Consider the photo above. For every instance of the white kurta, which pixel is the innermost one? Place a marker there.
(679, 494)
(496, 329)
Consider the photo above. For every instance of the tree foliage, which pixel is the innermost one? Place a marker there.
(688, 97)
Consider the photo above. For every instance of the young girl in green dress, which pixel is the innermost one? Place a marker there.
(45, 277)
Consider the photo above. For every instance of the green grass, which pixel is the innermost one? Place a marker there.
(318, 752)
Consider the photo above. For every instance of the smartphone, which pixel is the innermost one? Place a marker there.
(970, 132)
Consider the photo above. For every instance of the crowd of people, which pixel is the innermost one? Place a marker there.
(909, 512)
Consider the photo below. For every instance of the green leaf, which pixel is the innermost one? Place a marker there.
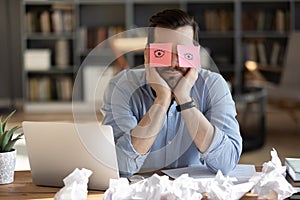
(6, 120)
(1, 126)
(9, 146)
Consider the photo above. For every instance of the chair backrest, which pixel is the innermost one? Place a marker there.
(291, 71)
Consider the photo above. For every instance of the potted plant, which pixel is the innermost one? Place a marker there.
(7, 151)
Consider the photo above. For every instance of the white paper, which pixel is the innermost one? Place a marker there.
(241, 173)
(75, 185)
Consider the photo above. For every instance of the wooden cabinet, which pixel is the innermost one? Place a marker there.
(232, 31)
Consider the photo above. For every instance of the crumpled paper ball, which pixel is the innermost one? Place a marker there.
(271, 182)
(75, 185)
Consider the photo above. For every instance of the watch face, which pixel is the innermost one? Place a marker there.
(185, 106)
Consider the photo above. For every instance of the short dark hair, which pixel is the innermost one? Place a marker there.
(172, 19)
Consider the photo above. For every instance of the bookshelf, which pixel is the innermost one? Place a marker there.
(48, 39)
(233, 31)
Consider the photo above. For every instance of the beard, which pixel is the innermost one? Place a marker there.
(172, 76)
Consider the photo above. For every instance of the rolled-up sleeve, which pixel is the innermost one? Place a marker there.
(119, 115)
(226, 147)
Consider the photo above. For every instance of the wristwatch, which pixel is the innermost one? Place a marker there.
(186, 105)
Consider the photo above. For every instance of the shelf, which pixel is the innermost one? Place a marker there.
(264, 34)
(53, 71)
(49, 36)
(223, 30)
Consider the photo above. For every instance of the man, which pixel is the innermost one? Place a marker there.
(169, 117)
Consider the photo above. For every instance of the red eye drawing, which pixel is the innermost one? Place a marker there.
(159, 53)
(188, 56)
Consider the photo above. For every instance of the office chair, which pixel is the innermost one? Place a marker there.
(286, 94)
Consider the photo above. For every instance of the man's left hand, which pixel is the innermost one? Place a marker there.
(183, 88)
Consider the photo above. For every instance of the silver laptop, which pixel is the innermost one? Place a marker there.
(55, 149)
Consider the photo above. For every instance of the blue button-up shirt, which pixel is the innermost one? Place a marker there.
(127, 99)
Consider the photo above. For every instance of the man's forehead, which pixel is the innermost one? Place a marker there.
(182, 35)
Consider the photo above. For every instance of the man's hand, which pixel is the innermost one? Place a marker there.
(183, 88)
(159, 85)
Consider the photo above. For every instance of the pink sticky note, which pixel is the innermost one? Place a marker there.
(189, 56)
(160, 54)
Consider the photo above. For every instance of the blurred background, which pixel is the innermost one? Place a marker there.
(44, 45)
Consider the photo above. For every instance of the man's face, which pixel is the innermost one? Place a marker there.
(180, 36)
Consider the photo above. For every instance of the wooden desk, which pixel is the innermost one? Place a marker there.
(23, 188)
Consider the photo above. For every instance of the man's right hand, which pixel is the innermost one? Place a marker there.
(159, 85)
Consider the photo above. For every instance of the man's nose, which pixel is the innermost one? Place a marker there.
(175, 63)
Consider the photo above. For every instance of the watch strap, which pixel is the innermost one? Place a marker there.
(186, 105)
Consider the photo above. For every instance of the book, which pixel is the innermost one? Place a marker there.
(293, 168)
(262, 53)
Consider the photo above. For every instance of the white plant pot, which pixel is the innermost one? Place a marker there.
(7, 166)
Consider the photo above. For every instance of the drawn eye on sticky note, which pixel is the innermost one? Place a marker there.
(160, 54)
(189, 56)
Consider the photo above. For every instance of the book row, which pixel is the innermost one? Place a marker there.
(278, 20)
(58, 19)
(50, 89)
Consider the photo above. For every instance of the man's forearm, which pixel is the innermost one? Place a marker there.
(145, 133)
(200, 129)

##############################

Goal:
Quote the material word for word, dropping any images it holds.

Written response:
Consider the photo above. For every instance of the white kurta, which pixel is the innermost one? Place a marker there.
(679, 494)
(496, 329)
Consider the photo above. For every instance of the tree foliage, which pixel is the innermost one? Place a marker there.
(688, 97)
Consider the photo above. For every instance of the young girl in green dress, which pixel is the innermost one? Place a marker there.
(45, 277)
Consider the photo above. For every instance of the green grass, which pixel is the innermost one? Place a marker there.
(318, 752)
Consider the photo above. For every instance of the smartphone, which pixel is the innermost one? Place a marker there.
(970, 132)
Consider the photo above. For every instance of the crowd of people, which pixel is the innermost one? Place a marker there.
(909, 512)
Consider the photo below. For every instance of the green leaf, which pixel is the innermost one? Place a marker there.
(6, 120)
(1, 126)
(9, 146)
Consider the photo above. For every instance of the chair backrest, which pixel is the innermost one? Place a marker there.
(291, 71)
Consider the photo above. For every instance of the potted plant, which pixel is the innermost one? Place a marker there.
(7, 151)
Consider the photo above. For every instance of the white paper, which pixel is the innermost one? Place a marker there.
(241, 173)
(75, 185)
Consider the photo above. For every instance of the wooden cabinet, which pixel is the innermost one? Place a marker there.
(232, 31)
Consider the photo above. For every instance of the crumpled paper ball, which pixel is the innermost one? Place a marker there.
(271, 182)
(75, 185)
Consider the photo above. For every instance of the watch face, which pixel is the innermost one? Place a marker there.
(185, 106)
Consider the photo above. For every instance of the short dark hair, which pixel is the innermost one? Place a marker there.
(172, 19)
Consider the photo above. For every instance of the bookshelf, which pixel is the innermost one? Place a marker there.
(48, 39)
(233, 31)
Consider the photo above. For every instance of the beard, which pixel is the innermost one? Place a marker there.
(172, 76)
Consider the photo above. For every instance of the rolled-up sleeve, which pixel is the innermost one? Place a marker there.
(119, 115)
(226, 147)
Consider the photo above. For every instance of the wristwatch, which pixel is the innermost one? Place a marker there.
(186, 105)
Consider the photo above. For every instance of the shelf, which pixel is the innermost one? Place a marker there.
(264, 34)
(53, 71)
(49, 36)
(223, 30)
Consider the photo above. For every instance of the man, which pixel is the innermost one? Place a marker there.
(169, 117)
Consider the photo above. For every instance of the red eye drawing, which pixel is the innermost one? Place a marker there.
(159, 53)
(188, 56)
Consider the photo above. For every instance of the office chair, which pixel is the innermost one? Place a marker there.
(286, 94)
Consider the photo above. For every instance of the man's left hand, which pixel is the innermost one? Place a marker there.
(183, 88)
Consider the photo above. For every instance of the silver laptop, which pixel is the innermost one? Place a marker there.
(55, 149)
Consider the photo above. For every instance of the blue button-up shirt, which pixel is the innermost one? Place a marker there.
(127, 99)
Consider the photo above. For every instance of the man's forehead, which pixel is the innermost one? Place a marker there.
(182, 35)
Consider the photo above. For every instance of the man's hand, which pixel is the innermost one? Place a marker there.
(183, 88)
(159, 85)
Consider the photo above. For every instance of the pink sticky note, which pixel is the innermost one? Place a marker there.
(189, 56)
(160, 54)
Consider the photo above. For every instance of the blurred background, which pixel is the innermost one? Place a marker there.
(44, 45)
Consider the photo above. For every instance of the man's face, which pixel is the innermost one? Place a marker there.
(180, 36)
Consider the photo above. For every instance of the wooden desk, which pixel is the innermost one? Place a marker there.
(23, 188)
Consider the photo above. For every instance of the man's right hand, which pixel is the innermost one? Place a marker there.
(159, 85)
Consider the photo above. For every instance of the man's nose, which pixel is the innermost one? Place a marker there.
(175, 63)
Consider the photo above. For every instance of the watch strap, which pixel is the innermost one? Place a marker there.
(186, 105)
Consider the photo above. For every instance of the book, which pixel is the innermost one? Place a marker there.
(293, 168)
(262, 53)
Consider the photo above. For every instance of the white plant pot, which pixel is the innermost one? Place a marker there.
(7, 166)
Consider the photo above. For every instance of the drawn eye on sticky note, which pixel is the innermost one? Place a marker there.
(160, 54)
(189, 56)
Consider the photo above. For every instance of the book row, which pixel is the innermost one? Place a marker there.
(278, 20)
(58, 19)
(50, 89)
Consider the photo above. For every instance of the man's forearm, which pixel is the innermost one? Place a marker there.
(145, 133)
(200, 129)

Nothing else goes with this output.